Treating hangovers has become serious business on the Las Vegas Strip, prompting the Clark County Commission on Tuesday to take steps toward regulating the IV-therapy industry.
Without greater oversight, the industry that focuses on giving IV fluids to hungover tourists “is a disaster waiting to happen, frankly,” said Commissioner Tick Segerblom, citing the potential for spreading diseases such as hepatitis.
Dr. Jason Burke, founder of pioneering IV-therapy business Hangover Heaven, told commissioners that he would like to see the industry regulated through a requirement to obtain a privileged license or, as Commissioner Marilyn Kirkpatrick suggested, through the Southern Nevada Health District.
County staff now plan to draft an ordinance that includes IV therapy as a new business license category, which will be brought to the commission for consideration.
As things stand, a medical practitioner who violates state licensing regulations may be dismissed from the IV-therapy business, posing no lasting consequences for the business owners, said Burke, a board-certified anesthesiologist. Medical personnel can run afoul of licensing boards by writing prescriptions for IV fluids without having contact with the patients they’re treating, he said.

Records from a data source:
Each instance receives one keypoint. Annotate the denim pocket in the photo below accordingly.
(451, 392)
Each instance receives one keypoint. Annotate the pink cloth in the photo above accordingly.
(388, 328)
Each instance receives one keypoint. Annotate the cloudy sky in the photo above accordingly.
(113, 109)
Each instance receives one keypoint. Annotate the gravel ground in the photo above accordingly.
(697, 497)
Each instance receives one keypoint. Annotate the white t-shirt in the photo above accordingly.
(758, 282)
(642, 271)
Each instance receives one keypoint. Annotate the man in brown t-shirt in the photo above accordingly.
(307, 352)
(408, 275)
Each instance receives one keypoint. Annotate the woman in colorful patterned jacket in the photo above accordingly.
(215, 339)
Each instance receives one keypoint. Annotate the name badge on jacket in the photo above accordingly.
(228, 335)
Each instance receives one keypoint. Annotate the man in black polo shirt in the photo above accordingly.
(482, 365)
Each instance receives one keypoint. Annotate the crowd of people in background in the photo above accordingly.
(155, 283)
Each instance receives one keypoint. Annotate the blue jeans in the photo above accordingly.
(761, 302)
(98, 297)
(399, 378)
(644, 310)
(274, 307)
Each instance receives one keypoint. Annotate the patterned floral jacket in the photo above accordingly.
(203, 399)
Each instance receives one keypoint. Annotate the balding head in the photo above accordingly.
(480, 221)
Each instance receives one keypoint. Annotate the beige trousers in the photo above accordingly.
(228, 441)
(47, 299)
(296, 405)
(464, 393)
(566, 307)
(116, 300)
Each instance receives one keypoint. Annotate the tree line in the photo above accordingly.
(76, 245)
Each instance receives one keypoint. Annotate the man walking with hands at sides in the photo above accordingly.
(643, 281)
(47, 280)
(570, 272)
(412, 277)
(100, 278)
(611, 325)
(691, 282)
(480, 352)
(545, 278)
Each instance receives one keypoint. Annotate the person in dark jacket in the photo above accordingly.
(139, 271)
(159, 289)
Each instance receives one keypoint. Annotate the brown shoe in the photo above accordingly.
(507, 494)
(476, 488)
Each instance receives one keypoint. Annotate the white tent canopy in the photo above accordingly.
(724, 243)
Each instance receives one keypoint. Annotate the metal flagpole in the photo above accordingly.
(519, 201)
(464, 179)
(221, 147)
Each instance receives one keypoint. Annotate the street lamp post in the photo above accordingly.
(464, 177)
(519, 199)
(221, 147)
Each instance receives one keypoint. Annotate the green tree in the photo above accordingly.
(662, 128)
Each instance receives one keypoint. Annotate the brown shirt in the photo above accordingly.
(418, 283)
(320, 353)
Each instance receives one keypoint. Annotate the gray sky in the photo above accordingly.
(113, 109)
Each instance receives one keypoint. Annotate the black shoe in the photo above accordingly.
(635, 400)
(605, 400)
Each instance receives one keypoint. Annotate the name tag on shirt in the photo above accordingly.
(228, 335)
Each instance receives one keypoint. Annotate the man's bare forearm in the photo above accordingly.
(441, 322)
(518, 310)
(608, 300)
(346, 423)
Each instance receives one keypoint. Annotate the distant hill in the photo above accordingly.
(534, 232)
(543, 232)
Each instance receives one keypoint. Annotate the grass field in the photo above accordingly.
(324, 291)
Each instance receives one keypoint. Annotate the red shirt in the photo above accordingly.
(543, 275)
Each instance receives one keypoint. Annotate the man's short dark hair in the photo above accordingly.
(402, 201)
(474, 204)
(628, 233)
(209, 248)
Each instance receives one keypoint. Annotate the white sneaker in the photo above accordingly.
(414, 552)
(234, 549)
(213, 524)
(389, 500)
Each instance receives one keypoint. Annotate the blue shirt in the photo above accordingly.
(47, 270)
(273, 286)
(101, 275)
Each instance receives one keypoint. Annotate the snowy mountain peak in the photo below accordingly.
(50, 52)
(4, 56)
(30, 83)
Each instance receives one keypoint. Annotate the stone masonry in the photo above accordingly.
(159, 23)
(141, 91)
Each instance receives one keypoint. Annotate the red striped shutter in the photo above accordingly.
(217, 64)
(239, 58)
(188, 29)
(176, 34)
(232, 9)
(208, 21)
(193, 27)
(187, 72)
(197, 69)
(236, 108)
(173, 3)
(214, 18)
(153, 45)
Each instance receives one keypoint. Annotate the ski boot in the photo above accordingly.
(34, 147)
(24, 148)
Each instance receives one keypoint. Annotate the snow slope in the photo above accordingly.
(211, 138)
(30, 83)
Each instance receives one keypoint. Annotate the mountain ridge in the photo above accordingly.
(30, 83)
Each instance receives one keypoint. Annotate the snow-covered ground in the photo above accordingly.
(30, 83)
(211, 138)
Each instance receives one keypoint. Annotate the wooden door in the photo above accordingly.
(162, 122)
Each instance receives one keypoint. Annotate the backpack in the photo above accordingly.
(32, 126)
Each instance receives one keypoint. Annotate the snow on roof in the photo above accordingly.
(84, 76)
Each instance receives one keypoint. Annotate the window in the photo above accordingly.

> _YOUR TASKS_
a) In the article on regulating IV therapy in Las Vegas, what kind of medical certification does Jason Burke hold?
b) Name every person mentioned by name in the article on IV-therapy regulation.
c) Extend the article on regulating hangover IV therapy with the paragraphs that would come next.
The records have nothing to do with this work.

> _RESULTS BY TASK_
a) He is a board-certified anesthesiologist.

b) Tick Segerblom, Jason Burke, Marilyn Kirkpatrick

c)
The Nevada State Board of Pharmacy has gotten an estimated 10 and 20 complaints related to the IV-therapy businesses, said David Wuest, the board’s executive director. The complaints center on patients not actually seeing — or teleconferencing with — a doctor or other practitioner who is licensed to prescribe drugs.
Wuest confirmed that the board had substantiated such a complaint against Dr. Raanan Pokroy with the Reviv clinics, which have three offices on the Strip.
As a patient, Wuest said, “You want the doctor to see you prior to getting the medication.” Raanan and his operation have since come into compliance, he said.
Dr. Adam Nadelson, who is affiliated with the I.V. Doc clinic in Las Vegas, has been reprimanded in the state of Louisiana in connection with the administration of intravenous medications.
Neither Pokroy nor Nadelson returned calls Tuesday afternoon seeking comment.
The pharmacy board works with the state medical and nursing boards to investigate IV-therapy businesses when there are complaints.
“The boards are working together to make sure this is a safe practice for the citizens of Nevada,” he said.
Burke said that Hangover Heaven patients, most of whom are treated in their hotel rooms, will first participate in a video conference with a doctor or nurse practitioner, who will obtain a brief medical history — including a list of medications — reach a diagnosis and prescribe an IV treatment. A nurse then will take the treatment to the patient, Burke said.
The IV treatment might include vitamins and antioxidants and headache and nausea medication. A “Salvation” hangover cure costs $199 in addition to the $100 house-call fee.
Roughly a dozen IV-therapy businesses cater to Las Vegas-area tourists.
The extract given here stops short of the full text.